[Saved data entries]

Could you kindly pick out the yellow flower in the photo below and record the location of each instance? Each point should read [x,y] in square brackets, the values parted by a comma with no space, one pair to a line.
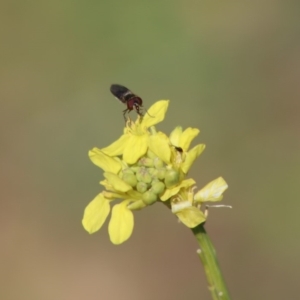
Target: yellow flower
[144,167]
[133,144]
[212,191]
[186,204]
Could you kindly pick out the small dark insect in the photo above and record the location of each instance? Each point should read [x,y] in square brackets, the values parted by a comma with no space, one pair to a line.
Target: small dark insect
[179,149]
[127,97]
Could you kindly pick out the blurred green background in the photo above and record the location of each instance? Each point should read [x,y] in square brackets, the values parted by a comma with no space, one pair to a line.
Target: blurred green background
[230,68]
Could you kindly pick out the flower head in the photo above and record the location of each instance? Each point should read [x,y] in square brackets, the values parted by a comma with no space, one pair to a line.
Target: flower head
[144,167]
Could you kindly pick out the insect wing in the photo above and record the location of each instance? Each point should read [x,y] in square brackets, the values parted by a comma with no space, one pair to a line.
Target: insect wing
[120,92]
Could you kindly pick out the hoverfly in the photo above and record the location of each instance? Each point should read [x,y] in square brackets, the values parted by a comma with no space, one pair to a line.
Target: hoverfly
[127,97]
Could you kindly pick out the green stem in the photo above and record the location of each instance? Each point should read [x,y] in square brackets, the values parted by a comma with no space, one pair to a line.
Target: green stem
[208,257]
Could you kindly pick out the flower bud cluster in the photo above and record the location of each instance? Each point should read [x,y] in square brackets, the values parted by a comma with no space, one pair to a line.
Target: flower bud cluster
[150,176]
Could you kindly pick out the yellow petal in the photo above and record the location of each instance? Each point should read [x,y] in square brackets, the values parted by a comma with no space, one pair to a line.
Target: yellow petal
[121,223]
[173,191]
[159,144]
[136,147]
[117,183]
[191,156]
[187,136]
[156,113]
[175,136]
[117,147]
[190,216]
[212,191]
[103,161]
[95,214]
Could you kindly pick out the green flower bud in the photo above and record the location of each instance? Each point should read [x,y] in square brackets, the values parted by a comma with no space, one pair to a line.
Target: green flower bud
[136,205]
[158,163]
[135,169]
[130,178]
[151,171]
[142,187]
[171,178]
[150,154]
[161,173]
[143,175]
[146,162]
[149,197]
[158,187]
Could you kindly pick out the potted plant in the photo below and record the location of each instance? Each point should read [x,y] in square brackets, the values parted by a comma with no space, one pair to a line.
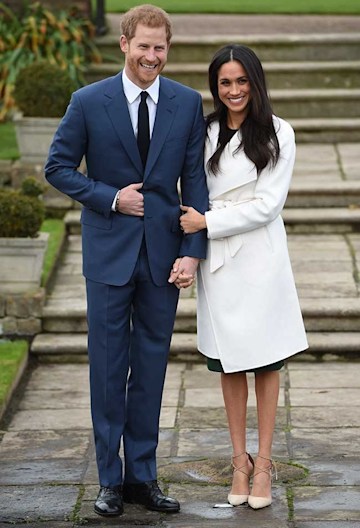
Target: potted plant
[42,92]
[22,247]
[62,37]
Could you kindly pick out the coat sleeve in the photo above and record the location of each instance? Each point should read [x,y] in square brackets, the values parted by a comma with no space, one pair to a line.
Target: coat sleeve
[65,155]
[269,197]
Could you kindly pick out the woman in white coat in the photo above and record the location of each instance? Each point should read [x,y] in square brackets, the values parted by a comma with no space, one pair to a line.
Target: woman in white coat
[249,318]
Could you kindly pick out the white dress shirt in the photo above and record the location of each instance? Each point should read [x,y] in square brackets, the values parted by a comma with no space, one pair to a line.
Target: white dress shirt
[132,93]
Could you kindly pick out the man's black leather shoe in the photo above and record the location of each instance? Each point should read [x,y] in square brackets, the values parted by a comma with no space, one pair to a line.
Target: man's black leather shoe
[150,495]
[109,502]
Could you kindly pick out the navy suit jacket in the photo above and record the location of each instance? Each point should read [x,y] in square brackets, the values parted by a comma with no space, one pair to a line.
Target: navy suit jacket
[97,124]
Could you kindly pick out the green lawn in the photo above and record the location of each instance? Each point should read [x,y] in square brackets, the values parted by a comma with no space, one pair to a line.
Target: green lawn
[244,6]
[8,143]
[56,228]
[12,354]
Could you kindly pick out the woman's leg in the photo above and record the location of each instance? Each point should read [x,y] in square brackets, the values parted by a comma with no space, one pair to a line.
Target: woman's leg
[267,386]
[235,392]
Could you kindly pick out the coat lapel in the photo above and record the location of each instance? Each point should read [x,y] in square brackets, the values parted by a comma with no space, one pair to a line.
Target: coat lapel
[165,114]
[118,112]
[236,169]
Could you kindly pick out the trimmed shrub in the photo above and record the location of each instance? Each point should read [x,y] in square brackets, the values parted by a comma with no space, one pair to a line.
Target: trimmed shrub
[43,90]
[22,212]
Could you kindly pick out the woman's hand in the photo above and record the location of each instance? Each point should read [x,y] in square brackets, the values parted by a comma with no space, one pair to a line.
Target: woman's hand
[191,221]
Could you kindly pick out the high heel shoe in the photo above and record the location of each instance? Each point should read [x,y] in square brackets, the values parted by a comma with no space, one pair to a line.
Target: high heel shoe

* _TASK GOAL_
In your answer, print the entries above exactly, with the pictures left out.

* _ANSWER SPACE_
Could you kindly pick out the yellow flower in the photo below and record the location of each instance? Each point should read [x,y] in square brackets, the values parted by a comma with no space, one pair to a line.
Target: yellow flower
[144,167]
[133,144]
[212,191]
[186,204]
Could you kindly pick out the small dark insect in the photo above and record the location of each instance? Each point should read [x,y] in square brackets, the values parted by a comma with no space, one pair to a line.
Target: small dark insect
[179,149]
[127,97]
Could you kindly pick out the blurred green background in the photo above and record the location of each instance? Each point should read [x,y] in square brackets, the values parted by a comma with no space, one pair to a line.
Target: blurred green background
[230,68]
Could you kindly pick out the flower head in the photo above and record the location of each instance? Each point should read [x,y] in square brackets, the values parted by a comma with no space, one pair to a line.
Target: flower head
[144,167]
Could you kindly pick out the insect wing in the photo above and record the location of each instance? Each point should read [x,y] in square brackets, the values parted by a comma with no space, one pair to a line.
Target: insect wing
[120,92]
Could you kindly pick out the hoverfly in the photo above and record the location of each instance? Each point should read [x,y] in square brackets, the values parted by a comma with no space, one pair to a line.
Target: hoverfly
[127,97]
Could you kindly pick out the green stem in the photo above and record the location of each instance? Each point should read [x,y] in square brackets, the values parted by a comma with no space, one pair to a line.
Target: green stem
[208,257]
Could you kindly pick out the flower bud cluster in the photo above and record the location of each instance? Each point should read [x,y] in square brackets, the values parted by a comma with no space, one pair to a line.
Target: flower bud cluster
[150,176]
Could you kindly pick out the yellow petal in the photo above and record the location of each instance? Each point should read [x,y] in square brackets, the values parted by a comma with no space, one pair to a line.
Target: yellow petal
[121,223]
[173,191]
[159,144]
[136,147]
[117,183]
[191,156]
[187,136]
[156,113]
[175,136]
[117,147]
[190,216]
[212,191]
[103,161]
[95,214]
Could you kindly pick out the green flower bud in the photo above and record the location of each instance? Each point should read [x,y] in square brackets, the values parted by a comma with no space, one pair to a line.
Target: green flower bud
[136,205]
[158,163]
[135,169]
[130,178]
[151,171]
[142,187]
[171,178]
[150,154]
[161,173]
[143,175]
[146,162]
[149,197]
[158,187]
Could you kindly pick out the potted plant in the photo below and record the location of each instance? Each point should read [x,y] in square brackets, the values parted by a comma with no space, one pair to a line.
Target: potted plant
[42,92]
[22,247]
[62,37]
Could you kindly pick out the coat sleeve in the photo above and record the location of each instance? Each point should read [x,y] in square brackets, the values parted by a comma with no space, one pair to a line.
Target: coat sleeve
[65,155]
[269,197]
Could you kindly pick out the woman in white coat in the photo above and record the location of each instance? Each point should read [x,y] in square brackets, the values parted by a comma with no space, one pair to a line.
Target: woman in white coat
[249,318]
Could you kindly pick out the white dress shirt in the photo above and record the location of each instance? Each point should read [x,y] in square brackets, the values parted by a comma with no space, one pair to a line.
Target: white dress shirt
[132,93]
Could you kindly pick out the man's black leather shoe in the photo above and record the location of each instance? Each point should read [x,y] in square brackets, the values parted by a comma with no space, one pair to a line.
Target: man's black leather shoe
[150,495]
[109,502]
Could you kindly pick out the navy suit jacket in the photo above and record the location of each instance? Each point should read [x,y] in square brackets, the values parted by a comma with no space, one pair to a line.
Target: navy suit jacket
[97,124]
Could you kindly pick out the green lawn in the photo above and record the location of each instance? Each point should read [x,y] in square brackets, the values parted by a comma with no space, one pair to a line.
Target: green lawn
[244,6]
[8,143]
[56,228]
[12,354]
Could you kindly pick out the woman's leg in the photo above and record the location of each instance? Each point should read [x,y] in square brackets, the values parted by a comma with no space, one pair to a line.
Target: woman's leg
[267,386]
[235,392]
Could you kindly pick out the coat lapel in the photo above and record the location of each instance? Each point should read [x,y] in square brackets, the values parted by a comma with no space, one pair to a line.
Target: coat lapel
[165,114]
[118,112]
[236,169]
Could you kindly pick out the trimmed shrub in the photo above and record the location of each instance? Each point should read [x,y] in square brackets, the values parted by a comma with no space, one pair to a line.
Target: trimmed shrub
[43,90]
[22,212]
Could you kindly pick out the woman's hand in the photo above and record the location of each instance? Each point should read [x,y] in square brackets, the values parted by a comma with no space, one pair to a line.
Target: woman's hand
[191,221]
Could you kindly pick out the high heel shoe in the photo above and record the location of each instance? Each point should read [x,y] in square brackets, the values parted by a comma with no space, one pair to a line.
Target: high heel shoe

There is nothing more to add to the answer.